• **WORK TO DO**
Please set down each of the items below word for word, changing nothing.

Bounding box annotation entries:
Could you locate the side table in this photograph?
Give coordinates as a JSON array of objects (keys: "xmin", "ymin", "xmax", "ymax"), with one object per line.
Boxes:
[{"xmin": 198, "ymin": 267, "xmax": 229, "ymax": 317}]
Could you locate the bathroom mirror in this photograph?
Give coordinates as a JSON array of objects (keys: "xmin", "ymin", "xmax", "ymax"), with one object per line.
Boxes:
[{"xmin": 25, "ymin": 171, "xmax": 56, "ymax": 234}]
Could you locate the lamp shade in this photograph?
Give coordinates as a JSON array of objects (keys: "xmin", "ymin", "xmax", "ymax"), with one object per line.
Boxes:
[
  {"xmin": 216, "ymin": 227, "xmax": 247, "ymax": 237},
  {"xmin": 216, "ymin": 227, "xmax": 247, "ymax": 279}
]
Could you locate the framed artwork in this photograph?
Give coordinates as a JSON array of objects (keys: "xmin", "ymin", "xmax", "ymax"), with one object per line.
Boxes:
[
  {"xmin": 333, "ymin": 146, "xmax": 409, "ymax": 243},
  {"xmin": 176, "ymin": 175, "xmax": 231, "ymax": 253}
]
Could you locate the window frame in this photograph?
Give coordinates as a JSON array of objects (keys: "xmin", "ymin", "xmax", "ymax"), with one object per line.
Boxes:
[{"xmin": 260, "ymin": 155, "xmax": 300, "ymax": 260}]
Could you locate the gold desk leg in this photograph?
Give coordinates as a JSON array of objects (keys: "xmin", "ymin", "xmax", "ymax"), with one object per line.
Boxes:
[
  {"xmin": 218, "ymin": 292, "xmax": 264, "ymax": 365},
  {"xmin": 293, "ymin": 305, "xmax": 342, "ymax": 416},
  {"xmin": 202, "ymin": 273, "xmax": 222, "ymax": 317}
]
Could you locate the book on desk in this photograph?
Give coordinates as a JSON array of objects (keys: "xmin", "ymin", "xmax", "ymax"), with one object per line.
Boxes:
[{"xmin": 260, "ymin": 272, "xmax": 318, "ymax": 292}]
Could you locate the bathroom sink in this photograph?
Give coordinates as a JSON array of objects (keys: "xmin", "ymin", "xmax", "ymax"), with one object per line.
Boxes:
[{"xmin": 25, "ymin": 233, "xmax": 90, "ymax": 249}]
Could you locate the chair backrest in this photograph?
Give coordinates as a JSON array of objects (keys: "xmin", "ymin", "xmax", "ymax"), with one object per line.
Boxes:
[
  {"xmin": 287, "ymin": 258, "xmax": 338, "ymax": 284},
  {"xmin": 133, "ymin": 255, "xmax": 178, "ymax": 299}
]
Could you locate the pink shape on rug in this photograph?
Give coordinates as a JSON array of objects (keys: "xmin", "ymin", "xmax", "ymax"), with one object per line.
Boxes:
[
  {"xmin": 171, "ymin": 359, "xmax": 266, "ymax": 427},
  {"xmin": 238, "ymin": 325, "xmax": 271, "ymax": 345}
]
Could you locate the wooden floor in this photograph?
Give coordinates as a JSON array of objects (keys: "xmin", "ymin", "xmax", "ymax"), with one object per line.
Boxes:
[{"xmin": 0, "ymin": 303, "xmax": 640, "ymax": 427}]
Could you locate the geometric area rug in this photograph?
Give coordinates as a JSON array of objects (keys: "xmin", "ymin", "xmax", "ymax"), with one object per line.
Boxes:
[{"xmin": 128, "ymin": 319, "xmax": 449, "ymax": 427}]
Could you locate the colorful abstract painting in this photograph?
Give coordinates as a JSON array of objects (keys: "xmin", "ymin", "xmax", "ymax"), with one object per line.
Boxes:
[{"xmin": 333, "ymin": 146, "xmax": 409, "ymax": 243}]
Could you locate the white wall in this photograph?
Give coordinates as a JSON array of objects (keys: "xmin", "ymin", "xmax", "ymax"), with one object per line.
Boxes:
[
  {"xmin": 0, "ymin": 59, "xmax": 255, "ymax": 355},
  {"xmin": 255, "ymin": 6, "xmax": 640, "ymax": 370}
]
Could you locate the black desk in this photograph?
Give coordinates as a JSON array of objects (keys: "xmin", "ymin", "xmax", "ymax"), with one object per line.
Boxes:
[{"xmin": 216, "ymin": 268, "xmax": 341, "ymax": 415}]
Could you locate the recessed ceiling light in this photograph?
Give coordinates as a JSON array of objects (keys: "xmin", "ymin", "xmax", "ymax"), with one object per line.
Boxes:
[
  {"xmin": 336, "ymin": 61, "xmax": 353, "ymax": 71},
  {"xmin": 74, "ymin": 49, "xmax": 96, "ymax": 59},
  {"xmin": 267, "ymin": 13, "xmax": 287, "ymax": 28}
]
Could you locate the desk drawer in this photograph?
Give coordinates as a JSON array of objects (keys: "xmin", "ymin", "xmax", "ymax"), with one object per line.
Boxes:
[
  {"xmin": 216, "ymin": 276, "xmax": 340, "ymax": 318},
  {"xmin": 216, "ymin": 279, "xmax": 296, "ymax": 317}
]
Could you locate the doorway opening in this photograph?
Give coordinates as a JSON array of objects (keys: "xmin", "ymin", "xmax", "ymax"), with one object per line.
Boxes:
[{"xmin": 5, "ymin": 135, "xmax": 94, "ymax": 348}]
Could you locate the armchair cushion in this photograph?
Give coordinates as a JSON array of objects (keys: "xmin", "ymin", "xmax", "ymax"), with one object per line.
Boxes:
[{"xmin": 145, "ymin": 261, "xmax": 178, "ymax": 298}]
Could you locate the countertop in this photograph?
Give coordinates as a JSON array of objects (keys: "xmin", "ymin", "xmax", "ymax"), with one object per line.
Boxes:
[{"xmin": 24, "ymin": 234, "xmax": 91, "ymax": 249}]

• **PROBLEM SOLUTION**
Could you locate the side table in this photograph?
Give coordinates as a JSON array of objects (keys: "xmin", "ymin", "xmax", "ymax"), with one object per line.
Boxes:
[{"xmin": 198, "ymin": 267, "xmax": 229, "ymax": 317}]
Could you locate the bathroom mirror in this photograph?
Give coordinates as a JSON array of objects (keys: "xmin", "ymin", "xmax", "ymax"), with one object per line.
Boxes:
[{"xmin": 25, "ymin": 171, "xmax": 56, "ymax": 234}]
Could you locate the lamp shade in this photograph?
Give coordinates as a JSON array of objects (keys: "xmin", "ymin", "xmax", "ymax"), with one object per line.
Boxes:
[
  {"xmin": 216, "ymin": 227, "xmax": 247, "ymax": 237},
  {"xmin": 216, "ymin": 227, "xmax": 247, "ymax": 279}
]
Could you locate the framed artwork in this photograph?
Give coordinates as a JSON array of objects (keys: "xmin", "ymin", "xmax", "ymax"), with one object per line.
Boxes:
[
  {"xmin": 333, "ymin": 146, "xmax": 409, "ymax": 243},
  {"xmin": 176, "ymin": 175, "xmax": 231, "ymax": 253}
]
Could you locate the window frame in this photograph?
Give coordinates as a JSON array of objects (keys: "xmin", "ymin", "xmax", "ymax"), with one object per line.
Boxes:
[{"xmin": 260, "ymin": 155, "xmax": 300, "ymax": 260}]
Could you locate the gold desk leg in this photograph?
Give coordinates as a JSON array of objects (keys: "xmin", "ymin", "xmax", "ymax"), with one object per line.
Boxes:
[
  {"xmin": 218, "ymin": 292, "xmax": 264, "ymax": 365},
  {"xmin": 293, "ymin": 305, "xmax": 342, "ymax": 416},
  {"xmin": 202, "ymin": 273, "xmax": 222, "ymax": 317}
]
Could you locate the book on desk in this photograph?
Give coordinates as a JSON array of objects (keys: "xmin", "ymin", "xmax", "ymax"), with one object per line.
Boxes:
[{"xmin": 260, "ymin": 272, "xmax": 318, "ymax": 292}]
Could you locate the bathroom sink in this photograph?
Give coordinates as a JSON array of objects (keys: "xmin", "ymin", "xmax", "ymax"), with one object per line.
Boxes:
[{"xmin": 25, "ymin": 233, "xmax": 90, "ymax": 249}]
Could you locate the chair backrest in this photograph?
Give coordinates as a JSON array of objects (keys: "xmin", "ymin", "xmax", "ymax"), with one object per line.
Boxes:
[
  {"xmin": 287, "ymin": 258, "xmax": 338, "ymax": 284},
  {"xmin": 133, "ymin": 255, "xmax": 178, "ymax": 299}
]
Could you locate the pink shape on rug in this photograph?
Give coordinates as a JSON array of objects (keys: "xmin", "ymin", "xmax", "ymax"), with one object per line.
Boxes:
[
  {"xmin": 171, "ymin": 359, "xmax": 266, "ymax": 427},
  {"xmin": 238, "ymin": 325, "xmax": 271, "ymax": 345}
]
Could you locate the wooden floor in this photograph?
Give coordinates as a JSON array of objects (keys: "xmin", "ymin", "xmax", "ymax"), with one object per line.
Boxes:
[{"xmin": 0, "ymin": 303, "xmax": 640, "ymax": 427}]
Could you locate the geometric area rug in this photograph?
Give coordinates as a JSON array of objects (keys: "xmin", "ymin", "xmax", "ymax"), with one object per line.
Boxes:
[{"xmin": 128, "ymin": 319, "xmax": 449, "ymax": 427}]
Could you locate the colorful abstract painting in this photograph?
Give coordinates as a JSON array of objects (keys: "xmin", "ymin", "xmax", "ymax"), with one object per line.
Boxes:
[{"xmin": 333, "ymin": 146, "xmax": 409, "ymax": 243}]
Could you locate the white wall in this photograph?
Give coordinates as a JSON array of objects (keys: "xmin", "ymin", "xmax", "ymax"), with one object per line.
Boxes:
[
  {"xmin": 0, "ymin": 59, "xmax": 255, "ymax": 355},
  {"xmin": 255, "ymin": 6, "xmax": 640, "ymax": 370}
]
Could you locate the black desk in this photograph?
Give coordinates as a JSON array of objects (keys: "xmin", "ymin", "xmax", "ymax"), with one object per line.
Boxes:
[{"xmin": 216, "ymin": 268, "xmax": 341, "ymax": 415}]
Could you locate the recessed ceiling light in this photograph?
Give coordinates as a JSON array of objects (keys: "xmin", "ymin", "xmax", "ymax"), with one object per line.
Boxes:
[
  {"xmin": 336, "ymin": 61, "xmax": 353, "ymax": 71},
  {"xmin": 74, "ymin": 49, "xmax": 96, "ymax": 59},
  {"xmin": 267, "ymin": 13, "xmax": 287, "ymax": 28}
]
Could you locate the desk drawer in this photograph?
Give coordinates as a JSON array of objects (keys: "xmin", "ymin", "xmax", "ymax"), with one object per line.
Boxes:
[
  {"xmin": 216, "ymin": 276, "xmax": 340, "ymax": 318},
  {"xmin": 216, "ymin": 279, "xmax": 296, "ymax": 317}
]
Could you locate the doorway opening in this photograph?
Give coordinates as a JSON array of objects (keys: "xmin", "ymin", "xmax", "ymax"), with one object per line.
Boxes:
[{"xmin": 5, "ymin": 135, "xmax": 94, "ymax": 348}]
Could you locate the armchair cushion in this photograph?
Give coordinates as a JSON array of objects (keys: "xmin", "ymin", "xmax", "ymax"), with one object per line.
Boxes:
[{"xmin": 145, "ymin": 261, "xmax": 178, "ymax": 298}]
Could you locate the countertop in this photograph?
Give coordinates as a JSON array of objects (keys: "xmin", "ymin", "xmax", "ymax"), with one object per line.
Boxes:
[{"xmin": 24, "ymin": 234, "xmax": 91, "ymax": 249}]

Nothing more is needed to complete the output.